• [What the exercise asks]: Reproduce every line of the records from the line with "Dataset curation step: the target class is swing set." up to and including the line with "[55,0,69,4]", adding 57 to each bounding box coordinate. Give only those lines.

• [Records supplied]:
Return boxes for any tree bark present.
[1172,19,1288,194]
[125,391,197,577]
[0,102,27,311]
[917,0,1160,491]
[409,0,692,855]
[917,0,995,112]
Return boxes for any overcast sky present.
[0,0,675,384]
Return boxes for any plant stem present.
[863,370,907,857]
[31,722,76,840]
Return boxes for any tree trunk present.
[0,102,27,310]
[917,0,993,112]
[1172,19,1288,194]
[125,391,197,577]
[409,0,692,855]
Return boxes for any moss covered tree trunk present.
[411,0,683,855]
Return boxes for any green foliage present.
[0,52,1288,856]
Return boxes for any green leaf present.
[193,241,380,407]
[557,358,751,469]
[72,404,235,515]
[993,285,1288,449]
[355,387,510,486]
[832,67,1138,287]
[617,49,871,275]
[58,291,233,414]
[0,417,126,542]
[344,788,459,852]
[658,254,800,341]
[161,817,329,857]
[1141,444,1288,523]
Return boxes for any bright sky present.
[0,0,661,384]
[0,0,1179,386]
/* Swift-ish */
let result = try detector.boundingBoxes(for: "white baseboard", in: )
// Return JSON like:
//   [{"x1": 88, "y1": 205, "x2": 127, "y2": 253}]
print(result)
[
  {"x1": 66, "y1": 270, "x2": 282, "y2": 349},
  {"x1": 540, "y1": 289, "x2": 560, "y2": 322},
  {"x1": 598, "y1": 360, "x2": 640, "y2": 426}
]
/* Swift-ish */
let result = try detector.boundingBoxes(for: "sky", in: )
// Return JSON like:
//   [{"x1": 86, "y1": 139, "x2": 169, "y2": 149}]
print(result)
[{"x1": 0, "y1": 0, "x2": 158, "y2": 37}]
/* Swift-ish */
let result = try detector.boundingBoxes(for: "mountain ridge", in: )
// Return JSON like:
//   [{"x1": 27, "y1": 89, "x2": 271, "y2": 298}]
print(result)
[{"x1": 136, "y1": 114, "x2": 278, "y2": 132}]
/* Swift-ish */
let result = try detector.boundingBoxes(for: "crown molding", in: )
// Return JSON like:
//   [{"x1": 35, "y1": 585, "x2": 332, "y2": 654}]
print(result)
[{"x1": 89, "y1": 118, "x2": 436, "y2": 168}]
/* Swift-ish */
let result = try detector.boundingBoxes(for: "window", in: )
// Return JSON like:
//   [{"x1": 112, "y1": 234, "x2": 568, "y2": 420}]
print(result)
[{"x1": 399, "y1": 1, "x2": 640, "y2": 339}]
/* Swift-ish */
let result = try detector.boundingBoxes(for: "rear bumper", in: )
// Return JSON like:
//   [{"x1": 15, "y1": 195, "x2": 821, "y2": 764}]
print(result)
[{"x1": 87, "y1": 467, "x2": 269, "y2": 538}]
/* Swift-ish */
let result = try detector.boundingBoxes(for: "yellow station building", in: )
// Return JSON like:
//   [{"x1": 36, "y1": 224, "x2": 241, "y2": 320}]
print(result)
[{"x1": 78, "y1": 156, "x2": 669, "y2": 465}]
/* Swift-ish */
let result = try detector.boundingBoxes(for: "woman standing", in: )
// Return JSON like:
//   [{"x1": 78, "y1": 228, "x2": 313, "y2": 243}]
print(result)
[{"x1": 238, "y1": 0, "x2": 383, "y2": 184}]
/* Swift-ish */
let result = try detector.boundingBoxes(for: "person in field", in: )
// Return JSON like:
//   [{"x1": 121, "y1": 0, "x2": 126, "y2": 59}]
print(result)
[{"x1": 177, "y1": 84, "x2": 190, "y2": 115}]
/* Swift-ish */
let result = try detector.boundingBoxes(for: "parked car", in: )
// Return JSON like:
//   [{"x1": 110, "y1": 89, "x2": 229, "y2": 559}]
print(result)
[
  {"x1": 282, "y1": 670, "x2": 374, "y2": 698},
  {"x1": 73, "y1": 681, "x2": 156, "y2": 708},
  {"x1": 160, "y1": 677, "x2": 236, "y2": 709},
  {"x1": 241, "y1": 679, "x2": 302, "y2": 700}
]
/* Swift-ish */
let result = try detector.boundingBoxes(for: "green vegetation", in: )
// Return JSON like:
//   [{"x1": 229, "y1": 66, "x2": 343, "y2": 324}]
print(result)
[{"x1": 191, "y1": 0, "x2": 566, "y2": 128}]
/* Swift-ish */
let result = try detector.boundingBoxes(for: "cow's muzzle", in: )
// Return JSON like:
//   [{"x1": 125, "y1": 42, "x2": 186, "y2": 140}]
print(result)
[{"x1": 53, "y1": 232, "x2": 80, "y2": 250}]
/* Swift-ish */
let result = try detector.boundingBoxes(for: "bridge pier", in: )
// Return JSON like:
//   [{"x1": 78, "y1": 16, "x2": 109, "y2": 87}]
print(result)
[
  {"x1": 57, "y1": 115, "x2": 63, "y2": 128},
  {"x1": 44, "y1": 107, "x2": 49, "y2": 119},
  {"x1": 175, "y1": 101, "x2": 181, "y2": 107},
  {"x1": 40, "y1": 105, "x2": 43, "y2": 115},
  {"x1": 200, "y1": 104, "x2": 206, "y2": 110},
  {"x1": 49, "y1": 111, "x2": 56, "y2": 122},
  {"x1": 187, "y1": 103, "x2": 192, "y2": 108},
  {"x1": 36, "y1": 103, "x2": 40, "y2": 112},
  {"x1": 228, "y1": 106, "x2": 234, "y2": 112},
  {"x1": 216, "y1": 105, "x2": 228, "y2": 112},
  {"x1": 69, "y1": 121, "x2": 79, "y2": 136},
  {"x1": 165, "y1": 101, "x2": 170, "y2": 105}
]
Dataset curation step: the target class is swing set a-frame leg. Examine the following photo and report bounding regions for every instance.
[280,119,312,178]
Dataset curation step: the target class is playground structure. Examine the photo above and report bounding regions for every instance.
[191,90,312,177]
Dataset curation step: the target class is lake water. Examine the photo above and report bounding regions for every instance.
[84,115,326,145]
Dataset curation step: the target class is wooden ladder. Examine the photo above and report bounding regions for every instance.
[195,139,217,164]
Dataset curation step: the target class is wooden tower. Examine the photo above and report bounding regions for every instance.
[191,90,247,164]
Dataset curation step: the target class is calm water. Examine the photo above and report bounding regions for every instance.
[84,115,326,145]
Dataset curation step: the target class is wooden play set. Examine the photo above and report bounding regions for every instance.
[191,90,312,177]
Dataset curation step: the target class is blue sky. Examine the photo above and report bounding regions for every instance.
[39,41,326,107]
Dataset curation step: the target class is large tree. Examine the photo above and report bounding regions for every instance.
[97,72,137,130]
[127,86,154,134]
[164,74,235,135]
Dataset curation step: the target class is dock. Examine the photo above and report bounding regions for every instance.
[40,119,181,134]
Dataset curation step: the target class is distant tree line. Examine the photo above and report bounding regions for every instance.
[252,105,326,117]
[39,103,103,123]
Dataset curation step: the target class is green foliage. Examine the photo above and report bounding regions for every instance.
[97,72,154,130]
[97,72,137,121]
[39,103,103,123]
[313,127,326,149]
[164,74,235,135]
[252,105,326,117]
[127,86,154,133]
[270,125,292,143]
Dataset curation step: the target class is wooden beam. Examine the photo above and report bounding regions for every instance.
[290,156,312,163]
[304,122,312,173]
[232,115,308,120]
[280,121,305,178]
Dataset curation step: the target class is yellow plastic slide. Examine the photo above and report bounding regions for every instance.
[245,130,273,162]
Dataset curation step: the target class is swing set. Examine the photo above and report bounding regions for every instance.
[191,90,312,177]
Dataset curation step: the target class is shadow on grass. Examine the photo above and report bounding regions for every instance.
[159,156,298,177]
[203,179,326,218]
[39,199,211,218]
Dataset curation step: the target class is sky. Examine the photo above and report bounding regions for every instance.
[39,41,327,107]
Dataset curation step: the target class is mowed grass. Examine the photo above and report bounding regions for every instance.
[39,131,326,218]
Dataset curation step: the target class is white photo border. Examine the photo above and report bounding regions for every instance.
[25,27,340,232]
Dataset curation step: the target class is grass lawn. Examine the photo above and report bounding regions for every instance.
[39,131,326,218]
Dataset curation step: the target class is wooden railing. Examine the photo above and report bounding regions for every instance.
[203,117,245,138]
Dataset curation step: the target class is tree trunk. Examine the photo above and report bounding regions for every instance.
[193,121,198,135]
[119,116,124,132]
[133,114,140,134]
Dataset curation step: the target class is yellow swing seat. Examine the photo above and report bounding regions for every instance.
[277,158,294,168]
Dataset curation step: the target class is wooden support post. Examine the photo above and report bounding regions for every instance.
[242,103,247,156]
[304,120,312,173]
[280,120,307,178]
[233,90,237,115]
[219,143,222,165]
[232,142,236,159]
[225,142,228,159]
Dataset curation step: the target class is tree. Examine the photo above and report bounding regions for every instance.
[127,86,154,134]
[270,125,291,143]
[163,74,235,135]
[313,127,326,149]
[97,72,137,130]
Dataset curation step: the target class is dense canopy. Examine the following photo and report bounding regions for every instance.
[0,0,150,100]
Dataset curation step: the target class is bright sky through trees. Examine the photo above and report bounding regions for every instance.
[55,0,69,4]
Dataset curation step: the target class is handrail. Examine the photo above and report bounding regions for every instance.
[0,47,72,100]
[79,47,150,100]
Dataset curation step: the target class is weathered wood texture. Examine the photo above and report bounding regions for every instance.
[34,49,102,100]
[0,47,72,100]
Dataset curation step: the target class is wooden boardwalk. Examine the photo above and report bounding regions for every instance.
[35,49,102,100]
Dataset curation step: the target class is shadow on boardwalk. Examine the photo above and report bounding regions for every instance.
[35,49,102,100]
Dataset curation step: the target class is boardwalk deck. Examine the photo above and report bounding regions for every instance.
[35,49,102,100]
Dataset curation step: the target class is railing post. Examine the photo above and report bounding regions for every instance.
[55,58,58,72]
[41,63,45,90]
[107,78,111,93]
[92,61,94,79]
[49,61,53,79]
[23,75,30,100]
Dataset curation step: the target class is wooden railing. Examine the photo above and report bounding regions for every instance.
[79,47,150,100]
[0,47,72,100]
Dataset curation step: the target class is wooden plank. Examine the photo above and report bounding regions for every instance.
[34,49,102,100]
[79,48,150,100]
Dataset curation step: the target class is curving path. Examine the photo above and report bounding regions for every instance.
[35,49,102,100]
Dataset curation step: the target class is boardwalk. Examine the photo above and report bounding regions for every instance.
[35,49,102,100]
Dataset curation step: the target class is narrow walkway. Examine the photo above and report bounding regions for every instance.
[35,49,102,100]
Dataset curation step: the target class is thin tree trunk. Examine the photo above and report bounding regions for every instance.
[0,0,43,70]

• [Solution to this task]:
Dataset curation step: the target class is swing set. Examine the photo above and report bounding regions for every instance.
[248,147,369,234]
Dataset curation step: the target class is shadow on grass. Examine the photo above and report bounding regions for every instance.
[216,213,355,234]
[260,236,383,275]
[96,256,268,275]
Dataset curation step: the target class is sky. Examine the photo above and report bounding regions for every instance.
[96,98,384,164]
Dataset curation step: the target class is mowed grass. Examine the photo above and report bounding regions for every instance.
[96,188,383,275]
Dataset curation step: the target class is white photo border. Examine the photo above and report bounding regions for every instance.
[82,84,397,289]
Dataset curation step: the target class is grass lawn. Examine the photo above and report bounding regions for every instance.
[96,188,383,275]
Dataset curation step: the target class is wooden railing. Examine the photo above and report bounding regions for every instance.
[260,174,302,195]
Dataset curation step: the target class is tree trunk. Examine the photo above and report bounding regions for every instance.
[250,178,255,192]
[176,173,181,189]
[190,171,197,191]
Dataset curation step: the target class is yellow swing seat. Examine the photo above and report bounding regions for every instance.
[334,215,351,225]
Dataset curation step: the target class is wooden support post. Examine the photo above and report bounding regions for every instance.
[299,160,304,213]
[361,177,369,230]
[337,177,364,235]
[290,147,294,172]
[276,200,279,222]
[289,199,293,216]
[282,199,285,216]
Dataset curation step: the target class is tree. Examine the photo above and report bounding regions for every instance.
[184,143,211,191]
[327,182,348,200]
[220,131,292,192]
[370,184,383,206]
[154,129,194,187]
Dataset curation step: the target class is dense canopy. Examine the following photo and report bounding regions for every instance.
[57,57,207,157]
Dataset curation step: the target class is bright sky through trees. Examine the photo above and report bounding regions for every instance.
[112,57,126,61]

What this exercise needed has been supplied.